Job:
Rewrite the lines of the items below as a Markdown table with the columns Row and Line, numbering each line and leaving out blank ones. Include only the lines from the one containing "Expected: one pin per instance of the green grass" through the end of the items, with both ends counted.

Input data:
+--

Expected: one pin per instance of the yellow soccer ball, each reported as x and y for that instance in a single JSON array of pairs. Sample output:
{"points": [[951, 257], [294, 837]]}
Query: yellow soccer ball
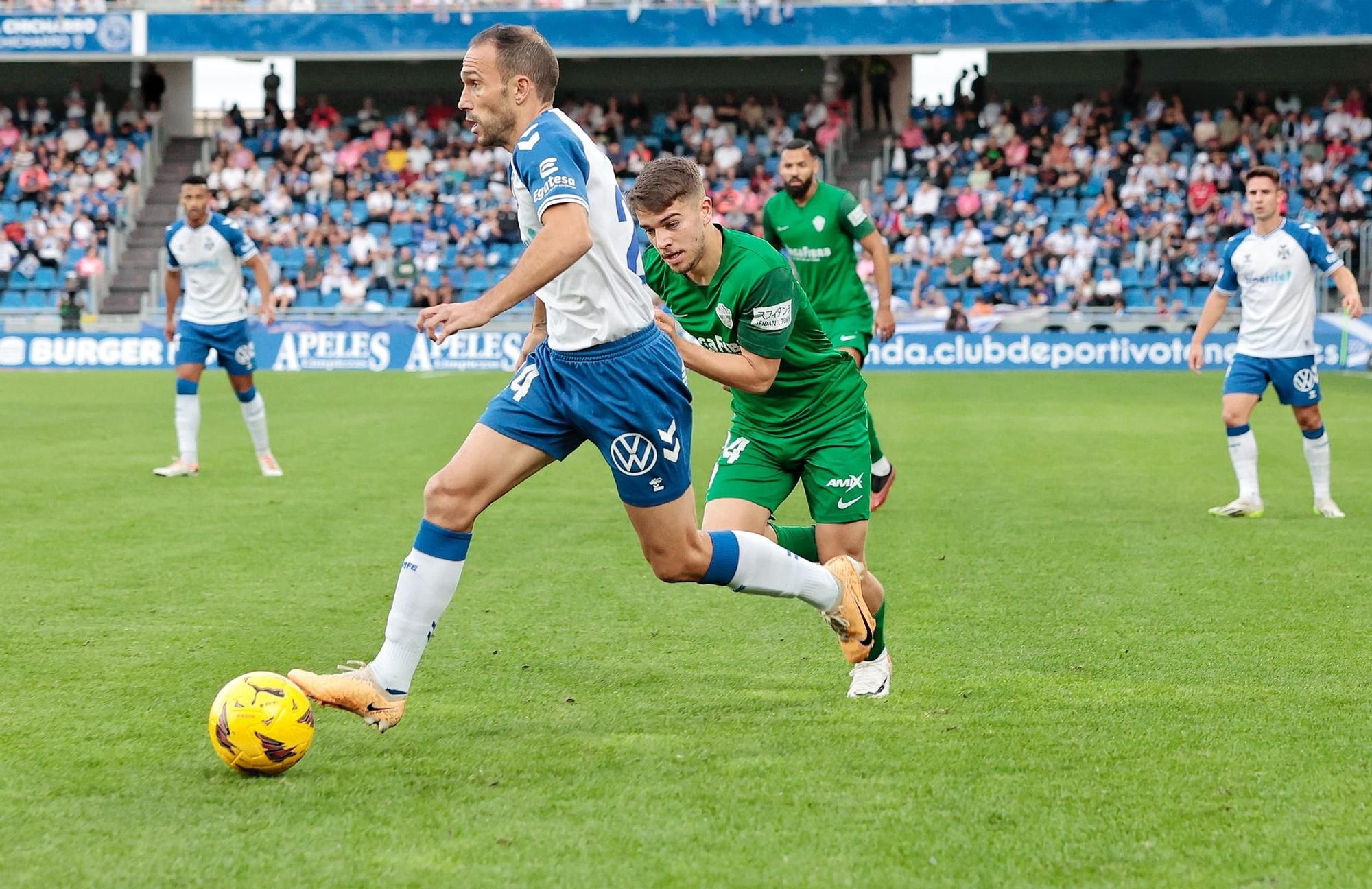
{"points": [[261, 724]]}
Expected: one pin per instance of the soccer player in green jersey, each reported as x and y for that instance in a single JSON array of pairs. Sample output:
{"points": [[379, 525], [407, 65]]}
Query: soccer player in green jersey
{"points": [[818, 224], [801, 411]]}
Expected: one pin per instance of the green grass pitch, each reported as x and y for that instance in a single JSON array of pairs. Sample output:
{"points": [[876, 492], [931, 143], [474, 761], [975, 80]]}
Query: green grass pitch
{"points": [[1097, 684]]}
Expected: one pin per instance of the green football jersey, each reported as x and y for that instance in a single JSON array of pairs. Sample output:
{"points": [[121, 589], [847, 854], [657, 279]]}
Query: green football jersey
{"points": [[820, 241], [754, 303]]}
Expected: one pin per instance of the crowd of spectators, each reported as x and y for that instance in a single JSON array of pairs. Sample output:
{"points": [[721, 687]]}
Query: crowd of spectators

+--

Written reply:
| Row | Line |
|---|---|
| 1 | Expected: one pin per instance of the green grass pitch, each reported as x and y for that instance in a single JSON array of pairs. Sample output: |
| 2 | {"points": [[876, 492], [931, 143], [474, 761], [975, 80]]} |
| 3 | Query: green grass pitch |
| 4 | {"points": [[1097, 684]]} |
| 5 | Expected: one pin per instance of the green football jersey, each reported as x and y for that instance in a single JSON array of pairs. Sample output: |
| 6 | {"points": [[121, 589], [847, 854], [657, 279]]} |
| 7 | Query: green football jersey |
| 8 | {"points": [[820, 241], [754, 303]]} |
| 9 | Expected: one pin per instance of the crowd of spectators, each reported as x and y for that instance in a single JSON array of pairs. Sample output: |
| 10 | {"points": [[721, 687]]} |
| 11 | Query: crowd of spectators |